**Aim of the exercise**
Each entry needs to be retyped exactly.

[Referring expression data]
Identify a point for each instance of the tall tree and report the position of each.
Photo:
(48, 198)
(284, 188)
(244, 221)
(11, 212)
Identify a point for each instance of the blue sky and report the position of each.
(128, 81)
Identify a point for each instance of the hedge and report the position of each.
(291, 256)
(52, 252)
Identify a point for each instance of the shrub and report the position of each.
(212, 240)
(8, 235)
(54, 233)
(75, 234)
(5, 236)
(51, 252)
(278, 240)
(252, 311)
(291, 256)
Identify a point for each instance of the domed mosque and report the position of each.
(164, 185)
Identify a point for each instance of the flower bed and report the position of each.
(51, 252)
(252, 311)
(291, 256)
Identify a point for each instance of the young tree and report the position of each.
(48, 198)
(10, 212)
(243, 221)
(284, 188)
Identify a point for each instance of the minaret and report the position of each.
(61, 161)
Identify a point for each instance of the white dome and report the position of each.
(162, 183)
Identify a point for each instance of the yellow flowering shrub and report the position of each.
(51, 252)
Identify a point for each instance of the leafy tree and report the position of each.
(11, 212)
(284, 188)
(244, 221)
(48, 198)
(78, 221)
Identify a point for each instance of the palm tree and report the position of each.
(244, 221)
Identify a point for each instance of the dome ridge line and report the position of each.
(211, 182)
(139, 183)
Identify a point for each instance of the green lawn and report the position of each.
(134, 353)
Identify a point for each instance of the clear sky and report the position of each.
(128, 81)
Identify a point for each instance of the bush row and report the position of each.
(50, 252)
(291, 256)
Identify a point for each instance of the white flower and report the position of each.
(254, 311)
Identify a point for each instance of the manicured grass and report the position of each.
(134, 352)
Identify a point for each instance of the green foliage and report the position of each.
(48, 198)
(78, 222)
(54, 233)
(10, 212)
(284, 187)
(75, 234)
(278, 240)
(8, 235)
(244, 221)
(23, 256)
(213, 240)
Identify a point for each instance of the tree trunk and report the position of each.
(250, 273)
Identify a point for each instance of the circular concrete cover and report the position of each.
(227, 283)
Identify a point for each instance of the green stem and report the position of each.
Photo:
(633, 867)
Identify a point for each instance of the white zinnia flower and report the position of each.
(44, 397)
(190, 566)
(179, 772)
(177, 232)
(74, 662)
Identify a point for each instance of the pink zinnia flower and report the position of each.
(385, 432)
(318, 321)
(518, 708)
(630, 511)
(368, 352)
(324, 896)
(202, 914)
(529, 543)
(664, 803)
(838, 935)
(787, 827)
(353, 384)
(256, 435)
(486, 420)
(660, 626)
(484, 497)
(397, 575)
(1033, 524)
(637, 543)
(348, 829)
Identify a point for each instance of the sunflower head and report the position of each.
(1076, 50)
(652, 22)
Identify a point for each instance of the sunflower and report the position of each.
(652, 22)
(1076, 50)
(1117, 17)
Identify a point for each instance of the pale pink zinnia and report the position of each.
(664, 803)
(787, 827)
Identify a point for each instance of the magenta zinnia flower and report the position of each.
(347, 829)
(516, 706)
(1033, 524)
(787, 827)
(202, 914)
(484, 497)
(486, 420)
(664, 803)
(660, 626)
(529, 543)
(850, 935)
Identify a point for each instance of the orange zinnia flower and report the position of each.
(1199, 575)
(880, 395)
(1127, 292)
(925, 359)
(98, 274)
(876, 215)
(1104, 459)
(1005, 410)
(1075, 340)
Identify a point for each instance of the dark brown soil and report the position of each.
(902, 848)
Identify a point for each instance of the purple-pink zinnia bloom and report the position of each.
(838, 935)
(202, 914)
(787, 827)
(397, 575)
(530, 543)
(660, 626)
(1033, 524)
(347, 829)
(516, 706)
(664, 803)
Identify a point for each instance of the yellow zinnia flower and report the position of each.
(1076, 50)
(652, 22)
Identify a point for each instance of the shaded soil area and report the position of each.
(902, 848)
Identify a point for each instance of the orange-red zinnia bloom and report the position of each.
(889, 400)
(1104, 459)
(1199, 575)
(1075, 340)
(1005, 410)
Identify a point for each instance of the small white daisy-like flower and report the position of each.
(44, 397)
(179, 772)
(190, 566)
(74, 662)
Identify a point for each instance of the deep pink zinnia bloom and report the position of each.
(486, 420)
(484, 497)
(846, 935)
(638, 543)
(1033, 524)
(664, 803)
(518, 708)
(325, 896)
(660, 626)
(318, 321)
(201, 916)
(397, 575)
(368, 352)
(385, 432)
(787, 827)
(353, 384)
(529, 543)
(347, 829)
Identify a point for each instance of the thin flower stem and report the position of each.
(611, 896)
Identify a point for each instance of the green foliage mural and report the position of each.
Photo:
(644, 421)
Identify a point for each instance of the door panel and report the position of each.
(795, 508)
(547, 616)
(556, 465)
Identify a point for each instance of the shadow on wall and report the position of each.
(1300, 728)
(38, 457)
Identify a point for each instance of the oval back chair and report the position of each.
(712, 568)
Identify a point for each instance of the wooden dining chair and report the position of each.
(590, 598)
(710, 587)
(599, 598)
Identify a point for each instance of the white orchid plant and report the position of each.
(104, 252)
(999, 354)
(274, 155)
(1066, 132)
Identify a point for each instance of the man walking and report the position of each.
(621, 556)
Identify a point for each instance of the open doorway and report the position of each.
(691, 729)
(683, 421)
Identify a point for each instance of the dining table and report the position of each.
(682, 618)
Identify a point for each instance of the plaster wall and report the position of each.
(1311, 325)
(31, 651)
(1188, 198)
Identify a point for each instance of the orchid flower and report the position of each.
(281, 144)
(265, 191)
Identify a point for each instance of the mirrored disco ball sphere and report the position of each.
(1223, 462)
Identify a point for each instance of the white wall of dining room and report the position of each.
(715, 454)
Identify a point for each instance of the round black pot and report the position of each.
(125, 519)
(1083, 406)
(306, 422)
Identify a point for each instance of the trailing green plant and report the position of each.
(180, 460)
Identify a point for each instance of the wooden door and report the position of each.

**Problem solution**
Identify a point for each instance of the tall tree and report the position of each.
Photo:
(48, 198)
(284, 188)
(244, 221)
(11, 212)
Identify a point for each instance of the blue sky and report the position of each.
(128, 81)
Identify a point for each instance of the hedge and report the position of each.
(291, 256)
(52, 252)
Identify a point for each instance of the shrub and report the position of each.
(212, 240)
(8, 235)
(54, 233)
(75, 234)
(5, 236)
(51, 252)
(278, 240)
(252, 311)
(291, 256)
Identify a point for each instance of the domed mosque and report the position of each.
(164, 185)
Identify a point for each instance of the flower bed and report the position of each.
(51, 252)
(252, 311)
(291, 256)
Identify a point for each instance of the young tree and report the position of each.
(48, 198)
(10, 212)
(243, 221)
(284, 188)
Identify a point for each instance of the minaret and report the position of each.
(61, 161)
Identify a point for each instance of the white dome and report the position of each.
(162, 183)
Identify a point for each instance of the yellow flowering shrub and report the position of each.
(51, 252)
Identify a point for each instance of the leafy tree and report the position of each.
(11, 212)
(284, 188)
(244, 221)
(48, 198)
(78, 221)
Identify a point for each instance of the palm tree and report the position of each.
(244, 221)
Identify a point for each instance of the dome ridge line and report the position of each.
(211, 182)
(139, 183)
Identify a point for each instance of the green lawn and report the position of each.
(134, 353)
Identify a point for each instance of the clear sky and report the position of each.
(128, 81)
Identify a point for each instance of the bush row and report the position of each.
(50, 252)
(291, 256)
Identify a point for each instance of the white flower and report the position of each.
(254, 311)
Identify a point for each instance of the manicured grass and report the position of each.
(134, 352)
Identify a point for each instance of the green foliage and report the position of each.
(48, 198)
(78, 222)
(54, 233)
(10, 212)
(284, 187)
(75, 234)
(278, 240)
(8, 235)
(244, 221)
(23, 256)
(213, 240)
Identify a point for each instance of the tree trunk and report the position of each.
(250, 273)
Identify a point for each instance of the circular concrete cover and report the position of each.
(227, 283)
Identify a point for each instance of the green stem and report the position of each.
Photo:
(633, 867)
Identify a point for each instance of the white zinnia flower and report the position of each.
(44, 397)
(190, 566)
(179, 772)
(177, 232)
(74, 662)
Identify a point for each instance of the pink zinnia flower and report the position of each.
(385, 432)
(318, 321)
(518, 708)
(630, 511)
(368, 352)
(324, 896)
(202, 914)
(529, 543)
(664, 803)
(838, 935)
(787, 827)
(353, 384)
(256, 435)
(486, 420)
(660, 626)
(484, 497)
(397, 575)
(1033, 524)
(637, 543)
(348, 829)
Identify a point for each instance of the sunflower head and report the position of each.
(1076, 50)
(652, 22)
Identify a point for each instance of the sunflower and report the position of each.
(652, 22)
(1076, 50)
(1117, 17)
Identify a point for each instance of the pale pink zinnia and report the position of each.
(664, 803)
(787, 827)
Identify a point for each instance of the magenta zinnia flower and report the position of each.
(347, 829)
(516, 706)
(1033, 524)
(787, 827)
(202, 914)
(484, 497)
(486, 420)
(664, 803)
(660, 626)
(529, 543)
(850, 935)
Identify a point for each instance of the orange zinnia flower and report the position of each.
(1199, 575)
(880, 395)
(1127, 292)
(925, 359)
(98, 274)
(876, 215)
(1104, 459)
(1005, 410)
(1075, 340)
Identify a point for each instance of the dark brown soil and report the position of each.
(902, 848)
Identify a point for each instance of the purple-pink zinnia bloom and report the position of each.
(838, 935)
(202, 914)
(787, 827)
(397, 575)
(530, 543)
(660, 626)
(1033, 524)
(347, 829)
(516, 706)
(664, 803)
Identify a point for each instance of the yellow zinnia flower and report the position of each.
(1076, 50)
(652, 22)
Identify a point for each instance of the shaded soil area and report the position of each.
(902, 848)
Identify a point for each instance of the orange-red zinnia bloom and report the position of each.
(889, 400)
(1104, 459)
(1199, 575)
(1075, 340)
(1005, 410)
Identify a point for each instance of the small white daisy-like flower and report the position of each.
(44, 397)
(179, 772)
(190, 566)
(74, 662)
Identify a point for each instance of the deep pink zinnia bloom and report the position of each.
(486, 420)
(484, 497)
(846, 935)
(638, 543)
(1033, 524)
(664, 803)
(518, 708)
(325, 896)
(660, 626)
(318, 321)
(201, 916)
(397, 575)
(368, 352)
(385, 432)
(787, 827)
(353, 384)
(529, 543)
(347, 829)
Identify a point for each instance of the thin flower stem and report the position of each.
(611, 896)
Identify a point for each instance of the green foliage mural and report the position of each.
Photo:
(644, 421)
Identify a point for each instance of the door panel and report the position of each.
(795, 508)
(547, 616)
(556, 465)
Identify a point for each instance of the shadow on wall and report the position of each.
(1300, 728)
(38, 457)
Identify a point for each instance of the oval back chair and report the position of each.
(712, 568)
Identify a point for each instance of the wooden dining chair and report the position of each.
(590, 598)
(710, 587)
(599, 598)
Identify a point for each instance of the white orchid plant and report the position of each.
(104, 252)
(999, 354)
(274, 155)
(1066, 132)
Identify a point for each instance of the man walking and report the position of each.
(621, 556)
Identify a point for each instance of the open doorway and report the position of each.
(691, 729)
(683, 421)
Identify a point for each instance of the dining table and report the position of each.
(682, 618)
Identify a point for each instance of the plaster wall and report the position of each.
(1311, 325)
(31, 651)
(1188, 198)
Identify a point for each instance of the orchid flower and report the position of each.
(281, 144)
(265, 191)
Identify a point for each instance of the mirrored disco ball sphere and report the position of each.
(1223, 462)
Identify a point for each instance of the white wall of dining room and report the position of each.
(715, 454)
Identify a point for each instance of the round black pot and report the position of each.
(125, 519)
(1083, 406)
(306, 422)
Identify a point for each instance of the trailing green plant and report the position of each.
(180, 460)
Identify a point for each instance of the wooden door and report the position of each.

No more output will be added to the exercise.